*** Opening of Data for this task ***

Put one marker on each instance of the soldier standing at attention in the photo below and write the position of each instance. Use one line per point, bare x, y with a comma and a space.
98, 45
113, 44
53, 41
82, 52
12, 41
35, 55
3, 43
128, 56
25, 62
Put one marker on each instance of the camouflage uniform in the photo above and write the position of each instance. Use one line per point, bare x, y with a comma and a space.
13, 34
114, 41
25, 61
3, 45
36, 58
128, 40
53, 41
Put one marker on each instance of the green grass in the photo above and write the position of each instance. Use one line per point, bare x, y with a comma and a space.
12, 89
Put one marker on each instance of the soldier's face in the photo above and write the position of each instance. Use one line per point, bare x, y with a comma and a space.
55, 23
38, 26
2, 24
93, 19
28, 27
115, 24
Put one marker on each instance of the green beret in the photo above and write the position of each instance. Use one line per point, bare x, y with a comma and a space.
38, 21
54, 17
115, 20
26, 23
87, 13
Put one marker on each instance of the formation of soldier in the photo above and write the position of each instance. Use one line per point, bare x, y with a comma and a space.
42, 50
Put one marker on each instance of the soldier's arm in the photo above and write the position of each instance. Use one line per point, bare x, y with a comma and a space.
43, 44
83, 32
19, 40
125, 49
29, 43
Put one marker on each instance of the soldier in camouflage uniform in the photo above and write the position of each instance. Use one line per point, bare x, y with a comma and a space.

*** Close of Data for this task ***

### About this exercise
Where the records above contain a line with "Put one marker on each instance of the green beret", repeat that line and each later line through the end, exactly, and nothing more.

### Expected output
Put one marker on each instance of the green beret in the photo above and write the position of each instance. Use one line per point, bare x, y with a comma and a space.
38, 21
54, 17
115, 20
26, 23
87, 13
Put one marker on each instance of the formation of soldier in the photo above and write the position of each instance. Use one line per point, bare x, y with a comma and a space.
42, 50
Put one marker on each instance of the soldier's arm in the photo above and write the position of each instance. Use one line per point, bare x, y with a comma and a space.
43, 44
83, 32
19, 40
125, 49
29, 43
Put one marker on each instance of the soldier in camouflage uniform in the photo above and write the position of each instance. Use one line per point, bare x, y with a comma and a space.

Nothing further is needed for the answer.